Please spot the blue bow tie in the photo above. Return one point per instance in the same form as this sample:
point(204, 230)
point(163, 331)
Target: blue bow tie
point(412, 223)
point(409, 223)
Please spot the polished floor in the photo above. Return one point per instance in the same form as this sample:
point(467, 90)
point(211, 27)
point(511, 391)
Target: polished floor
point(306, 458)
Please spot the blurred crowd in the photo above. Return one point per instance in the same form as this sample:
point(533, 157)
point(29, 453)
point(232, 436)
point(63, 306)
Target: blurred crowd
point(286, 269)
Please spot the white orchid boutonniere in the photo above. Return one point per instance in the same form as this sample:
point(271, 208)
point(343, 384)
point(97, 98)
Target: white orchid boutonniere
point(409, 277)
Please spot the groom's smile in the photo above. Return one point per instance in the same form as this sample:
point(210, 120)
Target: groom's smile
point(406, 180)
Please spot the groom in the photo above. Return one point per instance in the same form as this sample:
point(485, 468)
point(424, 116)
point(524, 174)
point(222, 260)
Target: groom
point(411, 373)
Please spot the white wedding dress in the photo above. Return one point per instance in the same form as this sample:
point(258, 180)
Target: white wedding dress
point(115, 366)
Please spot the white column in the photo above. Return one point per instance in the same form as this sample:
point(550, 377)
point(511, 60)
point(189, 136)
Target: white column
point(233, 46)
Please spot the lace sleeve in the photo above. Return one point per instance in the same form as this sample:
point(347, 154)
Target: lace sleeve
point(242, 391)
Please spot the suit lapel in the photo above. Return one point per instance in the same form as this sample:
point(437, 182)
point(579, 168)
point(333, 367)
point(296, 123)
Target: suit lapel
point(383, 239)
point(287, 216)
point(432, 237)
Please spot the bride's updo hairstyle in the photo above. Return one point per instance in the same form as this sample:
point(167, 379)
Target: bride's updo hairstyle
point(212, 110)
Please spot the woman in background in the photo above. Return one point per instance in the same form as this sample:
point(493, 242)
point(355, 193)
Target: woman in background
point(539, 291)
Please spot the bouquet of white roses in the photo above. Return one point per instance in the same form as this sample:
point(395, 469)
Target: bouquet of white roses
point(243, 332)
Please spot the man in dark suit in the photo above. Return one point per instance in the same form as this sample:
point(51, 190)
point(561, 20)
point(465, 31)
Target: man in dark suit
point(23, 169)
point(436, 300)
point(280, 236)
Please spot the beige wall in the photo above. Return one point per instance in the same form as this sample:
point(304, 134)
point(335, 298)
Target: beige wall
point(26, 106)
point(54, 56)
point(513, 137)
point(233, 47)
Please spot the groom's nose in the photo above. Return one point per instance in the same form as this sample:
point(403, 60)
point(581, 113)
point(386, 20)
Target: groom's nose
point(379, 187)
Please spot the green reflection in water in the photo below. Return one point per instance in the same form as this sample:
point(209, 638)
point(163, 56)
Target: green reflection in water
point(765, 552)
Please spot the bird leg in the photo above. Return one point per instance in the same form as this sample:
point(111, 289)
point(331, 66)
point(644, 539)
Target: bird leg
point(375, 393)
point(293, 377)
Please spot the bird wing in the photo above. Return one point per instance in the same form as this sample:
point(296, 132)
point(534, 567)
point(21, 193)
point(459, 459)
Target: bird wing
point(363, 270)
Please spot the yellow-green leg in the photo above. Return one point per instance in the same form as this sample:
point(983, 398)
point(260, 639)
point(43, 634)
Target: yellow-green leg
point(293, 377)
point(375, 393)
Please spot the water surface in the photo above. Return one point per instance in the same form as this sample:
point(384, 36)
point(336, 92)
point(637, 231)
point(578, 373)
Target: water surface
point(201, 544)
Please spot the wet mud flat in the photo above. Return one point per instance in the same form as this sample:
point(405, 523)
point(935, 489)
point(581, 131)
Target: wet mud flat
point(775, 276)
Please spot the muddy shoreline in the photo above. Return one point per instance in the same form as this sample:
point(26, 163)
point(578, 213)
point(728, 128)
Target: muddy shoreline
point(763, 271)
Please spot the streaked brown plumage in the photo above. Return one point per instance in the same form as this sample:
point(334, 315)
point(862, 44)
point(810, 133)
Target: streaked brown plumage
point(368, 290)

## The task
Copy the lines above exactly, beginning at the line that has "point(524, 174)" and stopping after the line that has "Please spot the white column", and omit the rest.

## Exercise response
point(524, 174)
point(222, 260)
Target: groom
point(411, 373)
Please spot the white wedding dress in the photo above. Return one point per instance in the same form as this sample:
point(258, 180)
Target: white wedding dress
point(115, 366)
Please spot the white column in the photo above. Return one point per instance in the same form as this sample:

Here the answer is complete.